*** Selected excerpt
# yellowtail popping from the shore in Korea



## ksong (Jun 30, 2004)

We planned to fish 2 1/2 days in Chuja Island, Korea. Unfortunately we could fish only one day, but fortunately we could find biting yellowtail.

Biggest yellowtail was 110cm by Tsurusaki San of FCL LABO. I had about 20 lb yellowtail with light Black Hole Magic Eye 731/Stella 5000SW filled with Jerry Brown 40 lb hollow.

We had two sessions on Sept 20. Hot morning bites lasted two hours and Tsurusaki San released at least 20 yellowtail though there were no monsters we were looking for.

We left the island around 10:00 am and rested for late afternoon bites.
We went a different island looking for big yellowtail late in the afternoon. And we found them.
After we lost a few monters, Tsurusaki San finally landed a 110 cm yellowtail on FCL popper.

Detailed reports with pictures will follow.


----------



## ksong (Jun 30, 2004)

After having a meeting with President Kim and director Song of N.S. Black Hole Company in Korea on Sept 10, I tried to find a restaurant to eat dinner, but most restaurants were closed because it was in big holidays like Thanksgivings in the US. Fortunately I found a food/drink town crowded with young peoples.
******
▶ **Exercise objective**: Please carry on the forum thread about yellowtail popping from the shore in Korea, picking up right after its last sentence. The material after this text isn't needed here.
*** Recorded information
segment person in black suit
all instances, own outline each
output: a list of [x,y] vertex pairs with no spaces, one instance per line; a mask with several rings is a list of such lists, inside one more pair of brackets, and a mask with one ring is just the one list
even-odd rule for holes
******
▶ **Solved exercise**:
I chose to eat traditional enchovie anchovies noodle. It cost only $3. 





I left for Cheju Island at 7:00 am on Sept 11. Won to whom I asked to arrange this trip missed the flight. Missed fight means missed terry to Chuja Island and eventually missed fishing.

Fortunately Won arrived on next flight, but it was too late to take a morning ferry to Chuja Island. But it gave me an opportunity to meet Moon who operates a jigging and popping shor in Cheju Island. He is a fishing TV host like Mr Shin. 
Tsurusaki San of FCL LABO arrived the night before and I met him at the airport.







After visiting his shop, we went a local restaurant.


cold squid soup


----------



## ksong (Jun 30, 2004)

After lunch, we went to the ferry station tp Chuja Island.








arrived t Chuja Island after two hours 


Lodge owner Ahn waited for us with a truck.




Chuja Island with about 2000 population is very beautiful.


----------



## ksong (Jun 30, 2004)




----------



## ksong (Jun 30, 2004)

The lodge provided meals for us.




We went suzuki (oriental seabass) near the harbor. We could catch any suzuki with lures, but a fishermen next to us landed three suzuki with worm.


And we went to squid fishing around midnight, but we were rewarded only one squid for two hours fishing. 


It is time to sleep as we leave for yellowtail at 5:00 am tomorrow.


----------



## ksong (Jun 30, 2004)

We left at 5:30 am, but it was too late because other yellowtail popping group occupied all three productive islands. So we had to settle with a island which has little access close to water. 
Popping was very good for two hours after we arrived. Sometimes, 5 - 6 yellowtail followed lures. But sizes were not impressive.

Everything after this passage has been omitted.